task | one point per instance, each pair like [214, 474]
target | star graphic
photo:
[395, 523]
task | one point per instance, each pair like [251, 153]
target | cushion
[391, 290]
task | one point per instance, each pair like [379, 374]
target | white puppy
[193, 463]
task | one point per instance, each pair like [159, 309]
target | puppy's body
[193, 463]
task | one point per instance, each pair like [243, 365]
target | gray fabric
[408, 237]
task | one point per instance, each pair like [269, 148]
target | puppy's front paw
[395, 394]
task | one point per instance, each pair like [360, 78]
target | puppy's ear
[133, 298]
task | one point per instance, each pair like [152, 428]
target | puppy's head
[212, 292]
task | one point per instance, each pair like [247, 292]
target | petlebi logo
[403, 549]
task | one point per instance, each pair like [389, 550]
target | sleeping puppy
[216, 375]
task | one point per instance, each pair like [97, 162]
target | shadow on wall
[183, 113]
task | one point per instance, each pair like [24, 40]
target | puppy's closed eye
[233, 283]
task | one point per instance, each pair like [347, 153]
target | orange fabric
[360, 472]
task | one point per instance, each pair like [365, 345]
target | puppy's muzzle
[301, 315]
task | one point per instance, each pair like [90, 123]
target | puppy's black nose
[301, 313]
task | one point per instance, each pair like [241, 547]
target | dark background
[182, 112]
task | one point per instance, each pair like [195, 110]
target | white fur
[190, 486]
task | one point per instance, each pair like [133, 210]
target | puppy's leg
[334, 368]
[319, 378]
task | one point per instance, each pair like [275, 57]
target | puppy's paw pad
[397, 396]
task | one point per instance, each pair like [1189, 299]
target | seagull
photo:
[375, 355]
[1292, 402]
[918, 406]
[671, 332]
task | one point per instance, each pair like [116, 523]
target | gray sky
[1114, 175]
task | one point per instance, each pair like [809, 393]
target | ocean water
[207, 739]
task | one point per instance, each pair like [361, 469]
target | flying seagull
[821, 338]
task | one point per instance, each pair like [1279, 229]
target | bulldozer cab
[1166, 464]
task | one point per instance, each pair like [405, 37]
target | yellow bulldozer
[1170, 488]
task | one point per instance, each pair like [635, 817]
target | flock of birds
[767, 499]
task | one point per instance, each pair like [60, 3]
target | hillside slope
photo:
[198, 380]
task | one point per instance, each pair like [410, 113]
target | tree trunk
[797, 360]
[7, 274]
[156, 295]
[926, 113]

---------------

▶ Problem statement: Rewrite all of the data above, changing every "puppy" to "dog" and leaving everything else unchanged.

▶ Right answer:
task | one point per instance, each pair like [214, 474]
target | star graphic
photo:
[395, 523]
task | one point per instance, each pair like [251, 153]
target | cushion
[391, 290]
task | one point per instance, each pair like [379, 374]
target | white dog
[193, 463]
task | one point per instance, each pair like [159, 309]
target | dog's body
[193, 463]
task | one point per instance, each pair like [243, 365]
target | gray fabric
[408, 237]
task | one point per instance, each pair like [269, 148]
target | dog's front paw
[395, 394]
task | one point per instance, each pair like [360, 78]
target | dog's ear
[133, 298]
task | one point per instance, each pair like [152, 428]
target | dog's head
[212, 292]
task | one point per instance, each pair like [247, 292]
target | petlebi logo
[403, 549]
task | one point per instance, each pair like [389, 550]
target | sleeping dog
[216, 375]
task | one point per instance, each pair like [97, 162]
target | shadow on wall
[183, 113]
task | one point per instance, each pair like [24, 40]
target | dog's closed eye
[233, 283]
task | one point per instance, each pair like [347, 153]
target | orange fabric
[360, 472]
task | one point per instance, each pair like [365, 345]
target | dog's muzzle
[301, 315]
task | one point per instance, each pair like [90, 123]
target | dog's black nose
[301, 313]
task | one point per instance, each pair like [241, 547]
target | dark background
[182, 112]
task | one point per instance, each pair like [195, 110]
target | white fur
[190, 486]
task | one point per instance, each pair like [133, 210]
target | dog's leg
[334, 368]
[319, 378]
task | one point per instance, each pair like [275, 57]
target | dog's paw pad
[397, 396]
task | one point per instance, each pair like [1189, 299]
target | seagull
photo:
[375, 355]
[1292, 402]
[918, 406]
[671, 332]
task | one point per instance, each pair like [116, 523]
target | gray sky
[1114, 175]
task | one point per instance, each pair like [809, 393]
target | ocean water
[207, 739]
task | one point per instance, each pair like [361, 469]
target | flying seagull
[821, 338]
task | one point per instance, each pair like [1279, 229]
target | bulldozer cab
[1166, 464]
task | one point per instance, each pair like [405, 37]
target | yellow bulldozer
[1170, 488]
task | one point per instance, each pair like [635, 817]
target | flock of birds
[767, 499]
task | one point per instance, each pair like [60, 3]
target | hillside slope
photo:
[198, 380]
task | one point per instance, each pair like [410, 113]
target | tree trunk
[797, 360]
[7, 274]
[156, 295]
[926, 113]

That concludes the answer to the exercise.